What to do —
#1 What is the Spanish translation of this sentence from the article on lab-grown beef: "PETA announced that it supports the research as an endeavor to greatly reduce animal suffering."?
#2 Could you reproduce the article on lab-grown beef word for word, from "Scientists have finally" up to and including "from one animal."?

Document segment —

Frankenburger Makes Its Debut

Scientists have finally done it. The world’s first laboratory-grown beef is ready to be sampled at a private tasting event in London and it costs about $330,000 per patty. While culinary academy students may initially feel hesitant to jump on the Frankenburger bandwagon, the faux beef patty may not be as fake as it initially sounds. The synthetic meat is grown in vitro by using stem cells harvested from cows. According to researchers, the stem cells taken from one cow could be used to create a million times more meat than an expert butcher could cut from one animal.

While the nickname makes the beef patty sound more like an abomination than a tasty dinner, it does have some potential benefits that outweigh its test tube origins. Artificial beef will cut down on the amount of land and resources needed to support animals being kept for the food industry. Currently, 70 percent of all agricultural resources goes toward livestock, and the demand for meat is only expected to increase. Since a single cow’s stem cells could be harvested to create such a great quantity of meat, herd sizes will be greatly reduced and land will be freed up for other uses. Even animal rights groups, including PETA, have gotten behind the idea of artificial meat. PETA announced that it supports the research as an endeavor to greatly reduce animal suffering. There is even speculation that since the meat is not being produced from a butchered animal, it may be considered acceptable for vegetarian diets.

Frankenburgers in a restaurant near you?
While environmental groups and animal rights activists have thrown their support behind the creation of the Frankenbuger, those working on their culinary certificates may still be a little wary of jumping on the bandwagon. Currently, everyone from amateur cooks in their home kitchens to master chefs creating meals in five-star restaurants has been fully embracing the farm to table trend in support of local foods. Some people may see using artificial meat as undermining local cattle ranchers and as not quite fitting in with the philosophy of using the freshest ingredients, since the meat was never alive to begin with.

Ultimately, the Frankenburger will still need to pass the test of its initial samplers and then gain the approval of food regulatory bodies, such as the Food and Drug Administration, before you can expect to see it in your local grocery stores. The scientists who have been hard at work developing the artificial patty, though, seem confident that it will be available to the public in as little as ten years.

Provided information —

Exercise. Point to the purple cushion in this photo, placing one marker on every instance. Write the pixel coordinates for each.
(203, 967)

...

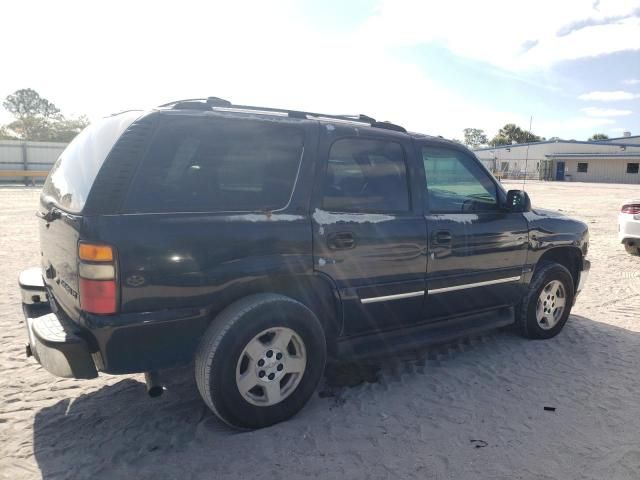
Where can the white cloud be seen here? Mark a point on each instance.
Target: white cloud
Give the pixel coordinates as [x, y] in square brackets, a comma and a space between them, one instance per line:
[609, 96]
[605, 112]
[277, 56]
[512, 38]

* * *

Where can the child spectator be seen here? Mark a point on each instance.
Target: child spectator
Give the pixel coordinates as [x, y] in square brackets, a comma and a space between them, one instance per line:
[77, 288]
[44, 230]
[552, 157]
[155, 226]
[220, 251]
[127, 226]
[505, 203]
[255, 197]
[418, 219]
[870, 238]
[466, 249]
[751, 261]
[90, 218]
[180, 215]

Answers in order —
#1 PETA anunció que apoya la investigación como un esfuerzo para reducir en gran medida el sufrimiento animal.

#2
Scientists have finally done it. The world’s first laboratory-grown beef is ready to be sampled at a private tasting event in London and it costs about $330,000 per patty. While culinary academy students may initially feel hesitant to jump on the Frankenburger bandwagon, the faux beef patty may not be as fake as it initially sounds. The synthetic meat is grown in vitro by using stem cells harvested from cows. According to researchers, the stem cells taken from one cow could be used to create a million times more meat than an expert butcher could cut from one animal.